- **Assigned task**: Word for word, please restate the lines from the beginning of the data through the line in which "x=332 y=148" appears.
_ _ _
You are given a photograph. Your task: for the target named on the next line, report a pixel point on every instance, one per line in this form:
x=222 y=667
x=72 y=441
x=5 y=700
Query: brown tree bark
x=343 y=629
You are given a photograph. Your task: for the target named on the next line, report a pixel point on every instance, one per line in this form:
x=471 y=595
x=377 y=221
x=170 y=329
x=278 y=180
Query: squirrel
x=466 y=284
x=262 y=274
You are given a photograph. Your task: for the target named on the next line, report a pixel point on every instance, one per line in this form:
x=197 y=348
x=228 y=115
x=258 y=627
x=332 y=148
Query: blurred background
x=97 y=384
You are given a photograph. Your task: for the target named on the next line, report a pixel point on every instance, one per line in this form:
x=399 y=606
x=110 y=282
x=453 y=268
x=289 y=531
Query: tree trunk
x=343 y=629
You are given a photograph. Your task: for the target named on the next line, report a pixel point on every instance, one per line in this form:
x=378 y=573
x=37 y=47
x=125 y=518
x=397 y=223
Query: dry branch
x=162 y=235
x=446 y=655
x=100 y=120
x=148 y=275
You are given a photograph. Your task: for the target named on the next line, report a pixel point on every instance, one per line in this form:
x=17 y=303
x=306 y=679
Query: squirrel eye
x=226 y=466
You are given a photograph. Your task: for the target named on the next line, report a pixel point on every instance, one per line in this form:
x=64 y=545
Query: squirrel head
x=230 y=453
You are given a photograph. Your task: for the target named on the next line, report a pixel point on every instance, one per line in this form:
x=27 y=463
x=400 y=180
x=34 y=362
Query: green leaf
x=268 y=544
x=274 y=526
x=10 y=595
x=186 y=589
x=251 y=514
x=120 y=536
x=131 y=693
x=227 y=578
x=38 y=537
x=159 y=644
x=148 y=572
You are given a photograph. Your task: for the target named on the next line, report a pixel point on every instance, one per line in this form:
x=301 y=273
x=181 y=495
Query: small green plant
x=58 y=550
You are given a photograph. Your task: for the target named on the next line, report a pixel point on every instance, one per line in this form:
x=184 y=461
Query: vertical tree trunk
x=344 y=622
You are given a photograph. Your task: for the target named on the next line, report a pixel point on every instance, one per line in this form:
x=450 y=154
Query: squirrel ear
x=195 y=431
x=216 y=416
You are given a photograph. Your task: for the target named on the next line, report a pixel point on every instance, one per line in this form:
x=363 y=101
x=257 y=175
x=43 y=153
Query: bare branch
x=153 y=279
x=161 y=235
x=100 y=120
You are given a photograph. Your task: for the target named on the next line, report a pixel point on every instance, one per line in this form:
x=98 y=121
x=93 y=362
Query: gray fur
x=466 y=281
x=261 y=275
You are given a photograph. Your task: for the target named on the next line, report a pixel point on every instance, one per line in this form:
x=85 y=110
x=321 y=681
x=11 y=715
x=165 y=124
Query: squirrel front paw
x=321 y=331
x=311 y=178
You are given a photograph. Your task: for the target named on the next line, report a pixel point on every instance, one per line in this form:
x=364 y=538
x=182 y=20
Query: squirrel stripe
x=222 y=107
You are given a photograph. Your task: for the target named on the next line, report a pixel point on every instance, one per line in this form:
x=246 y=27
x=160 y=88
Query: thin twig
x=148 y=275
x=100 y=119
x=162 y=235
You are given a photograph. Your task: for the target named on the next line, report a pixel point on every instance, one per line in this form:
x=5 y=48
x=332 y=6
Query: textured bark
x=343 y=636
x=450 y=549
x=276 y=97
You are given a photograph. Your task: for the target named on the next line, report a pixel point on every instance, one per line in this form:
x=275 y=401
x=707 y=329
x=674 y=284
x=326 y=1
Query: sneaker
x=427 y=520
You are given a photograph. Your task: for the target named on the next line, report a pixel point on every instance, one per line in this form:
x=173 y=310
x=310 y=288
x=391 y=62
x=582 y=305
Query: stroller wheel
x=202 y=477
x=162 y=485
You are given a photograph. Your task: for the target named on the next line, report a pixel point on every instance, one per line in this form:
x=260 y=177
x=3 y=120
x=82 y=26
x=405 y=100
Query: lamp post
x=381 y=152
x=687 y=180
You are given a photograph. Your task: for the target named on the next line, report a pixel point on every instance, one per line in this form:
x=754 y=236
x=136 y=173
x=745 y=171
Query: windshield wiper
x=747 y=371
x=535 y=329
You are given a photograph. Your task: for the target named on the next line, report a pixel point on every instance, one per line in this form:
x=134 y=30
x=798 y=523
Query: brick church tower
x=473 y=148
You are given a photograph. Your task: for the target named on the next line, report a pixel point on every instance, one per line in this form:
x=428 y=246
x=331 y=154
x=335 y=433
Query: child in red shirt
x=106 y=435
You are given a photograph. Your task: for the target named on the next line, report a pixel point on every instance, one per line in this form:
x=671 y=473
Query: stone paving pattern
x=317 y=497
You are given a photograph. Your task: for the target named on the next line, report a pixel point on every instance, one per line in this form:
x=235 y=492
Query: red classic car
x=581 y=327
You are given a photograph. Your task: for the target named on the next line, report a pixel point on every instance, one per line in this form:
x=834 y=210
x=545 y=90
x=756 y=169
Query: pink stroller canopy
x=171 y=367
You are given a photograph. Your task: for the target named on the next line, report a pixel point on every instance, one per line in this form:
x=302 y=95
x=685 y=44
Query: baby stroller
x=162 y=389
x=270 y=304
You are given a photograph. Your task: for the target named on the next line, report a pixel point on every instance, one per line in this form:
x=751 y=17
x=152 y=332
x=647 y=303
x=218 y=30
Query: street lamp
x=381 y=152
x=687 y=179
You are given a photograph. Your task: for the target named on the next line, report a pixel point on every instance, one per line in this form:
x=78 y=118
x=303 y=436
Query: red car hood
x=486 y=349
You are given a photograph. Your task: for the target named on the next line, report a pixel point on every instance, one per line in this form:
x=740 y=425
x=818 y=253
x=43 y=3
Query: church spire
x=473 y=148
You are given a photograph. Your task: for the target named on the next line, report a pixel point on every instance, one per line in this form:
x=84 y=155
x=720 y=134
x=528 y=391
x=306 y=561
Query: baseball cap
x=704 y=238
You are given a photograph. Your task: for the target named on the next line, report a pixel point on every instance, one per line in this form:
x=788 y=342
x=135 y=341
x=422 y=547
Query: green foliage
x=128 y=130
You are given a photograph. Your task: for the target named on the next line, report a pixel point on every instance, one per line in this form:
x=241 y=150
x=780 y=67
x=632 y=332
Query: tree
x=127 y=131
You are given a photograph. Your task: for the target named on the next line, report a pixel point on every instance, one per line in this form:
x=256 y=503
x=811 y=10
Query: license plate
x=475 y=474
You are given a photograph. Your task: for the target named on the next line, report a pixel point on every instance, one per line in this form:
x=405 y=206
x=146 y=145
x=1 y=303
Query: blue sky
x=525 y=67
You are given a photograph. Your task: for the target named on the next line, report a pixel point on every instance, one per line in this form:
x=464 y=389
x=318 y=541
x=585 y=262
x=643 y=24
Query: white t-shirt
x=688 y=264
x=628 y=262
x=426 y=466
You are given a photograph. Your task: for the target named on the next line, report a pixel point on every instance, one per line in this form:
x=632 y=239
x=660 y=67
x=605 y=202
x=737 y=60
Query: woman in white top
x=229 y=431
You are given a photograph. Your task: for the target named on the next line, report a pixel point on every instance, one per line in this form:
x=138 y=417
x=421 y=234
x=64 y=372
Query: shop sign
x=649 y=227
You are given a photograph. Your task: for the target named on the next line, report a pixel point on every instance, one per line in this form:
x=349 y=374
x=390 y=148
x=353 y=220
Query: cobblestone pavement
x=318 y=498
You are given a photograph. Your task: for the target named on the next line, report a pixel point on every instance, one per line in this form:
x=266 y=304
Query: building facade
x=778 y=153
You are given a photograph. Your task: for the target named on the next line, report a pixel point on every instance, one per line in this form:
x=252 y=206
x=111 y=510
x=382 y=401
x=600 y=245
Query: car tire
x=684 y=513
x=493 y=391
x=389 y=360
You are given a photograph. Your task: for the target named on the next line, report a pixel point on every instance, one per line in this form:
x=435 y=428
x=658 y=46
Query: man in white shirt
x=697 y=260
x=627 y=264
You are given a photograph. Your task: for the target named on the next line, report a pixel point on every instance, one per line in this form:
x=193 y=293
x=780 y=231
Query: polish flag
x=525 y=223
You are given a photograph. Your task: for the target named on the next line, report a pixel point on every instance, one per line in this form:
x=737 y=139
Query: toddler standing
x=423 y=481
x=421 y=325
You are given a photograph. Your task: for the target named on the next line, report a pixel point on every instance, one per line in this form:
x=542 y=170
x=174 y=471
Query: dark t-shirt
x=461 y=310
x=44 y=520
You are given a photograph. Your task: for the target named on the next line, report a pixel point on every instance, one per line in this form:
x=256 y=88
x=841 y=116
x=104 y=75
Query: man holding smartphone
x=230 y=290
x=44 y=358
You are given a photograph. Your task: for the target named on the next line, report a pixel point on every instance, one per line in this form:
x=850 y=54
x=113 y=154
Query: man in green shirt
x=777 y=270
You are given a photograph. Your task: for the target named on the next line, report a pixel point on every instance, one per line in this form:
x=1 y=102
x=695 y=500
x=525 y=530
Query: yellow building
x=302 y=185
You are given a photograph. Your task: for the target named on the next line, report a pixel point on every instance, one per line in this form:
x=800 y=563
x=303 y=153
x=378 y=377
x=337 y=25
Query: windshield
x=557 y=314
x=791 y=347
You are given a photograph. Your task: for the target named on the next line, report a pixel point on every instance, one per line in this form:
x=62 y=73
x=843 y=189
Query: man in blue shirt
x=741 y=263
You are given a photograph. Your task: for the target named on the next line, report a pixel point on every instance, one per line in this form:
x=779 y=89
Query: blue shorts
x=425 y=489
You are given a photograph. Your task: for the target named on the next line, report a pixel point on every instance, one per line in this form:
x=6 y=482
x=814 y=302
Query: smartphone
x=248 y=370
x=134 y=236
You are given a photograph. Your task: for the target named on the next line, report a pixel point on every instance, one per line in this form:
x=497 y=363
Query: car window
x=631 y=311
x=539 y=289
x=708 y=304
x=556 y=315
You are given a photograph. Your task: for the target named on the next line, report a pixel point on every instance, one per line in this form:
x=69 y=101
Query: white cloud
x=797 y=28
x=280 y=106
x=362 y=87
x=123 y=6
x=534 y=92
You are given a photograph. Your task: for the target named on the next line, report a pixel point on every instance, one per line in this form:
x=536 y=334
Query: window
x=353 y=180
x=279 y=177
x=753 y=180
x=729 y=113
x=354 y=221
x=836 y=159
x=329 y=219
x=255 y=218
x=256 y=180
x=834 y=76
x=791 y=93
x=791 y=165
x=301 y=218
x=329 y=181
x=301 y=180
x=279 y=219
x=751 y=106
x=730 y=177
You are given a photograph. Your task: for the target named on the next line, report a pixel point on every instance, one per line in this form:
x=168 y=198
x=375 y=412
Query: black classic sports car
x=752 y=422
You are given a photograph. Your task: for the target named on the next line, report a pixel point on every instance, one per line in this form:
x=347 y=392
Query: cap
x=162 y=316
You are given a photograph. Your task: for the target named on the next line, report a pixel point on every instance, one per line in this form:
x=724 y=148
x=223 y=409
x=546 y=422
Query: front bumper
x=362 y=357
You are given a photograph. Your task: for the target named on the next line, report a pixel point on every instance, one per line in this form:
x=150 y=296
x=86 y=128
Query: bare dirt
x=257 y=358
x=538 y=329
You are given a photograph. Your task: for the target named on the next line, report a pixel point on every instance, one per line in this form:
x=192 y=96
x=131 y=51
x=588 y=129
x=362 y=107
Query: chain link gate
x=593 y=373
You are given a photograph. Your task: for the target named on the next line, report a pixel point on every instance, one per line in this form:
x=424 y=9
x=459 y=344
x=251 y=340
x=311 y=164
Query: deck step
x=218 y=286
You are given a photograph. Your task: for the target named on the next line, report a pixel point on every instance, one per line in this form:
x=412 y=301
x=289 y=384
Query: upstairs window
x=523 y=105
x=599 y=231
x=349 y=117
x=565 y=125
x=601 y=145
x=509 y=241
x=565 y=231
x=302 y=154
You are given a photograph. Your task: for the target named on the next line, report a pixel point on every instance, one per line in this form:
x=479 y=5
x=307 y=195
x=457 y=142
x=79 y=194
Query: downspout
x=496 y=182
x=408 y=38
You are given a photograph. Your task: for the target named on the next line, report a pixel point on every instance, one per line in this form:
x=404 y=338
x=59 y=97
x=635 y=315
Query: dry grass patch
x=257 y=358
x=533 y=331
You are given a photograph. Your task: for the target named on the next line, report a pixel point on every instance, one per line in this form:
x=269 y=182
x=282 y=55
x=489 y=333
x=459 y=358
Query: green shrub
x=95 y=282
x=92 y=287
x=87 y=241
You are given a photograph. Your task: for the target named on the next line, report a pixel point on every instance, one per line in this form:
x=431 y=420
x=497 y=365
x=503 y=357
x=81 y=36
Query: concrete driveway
_ _ _
- **Output below**:
You are given a photograph. Your task: for the target named on the next line, report a pixel point on every instance, one per line in this form:
x=222 y=667
x=72 y=441
x=5 y=700
Query: brown tree bark
x=343 y=629
You are given a photograph. Your task: for the target named on the next line, report a pixel point on every instance, one per line in this form:
x=471 y=595
x=377 y=221
x=170 y=329
x=278 y=180
Query: squirrel
x=466 y=284
x=262 y=274
You are given a photograph. Your task: for the target named on the next line, report a pixel point on every instance, one per line in this form:
x=197 y=348
x=228 y=115
x=258 y=627
x=332 y=148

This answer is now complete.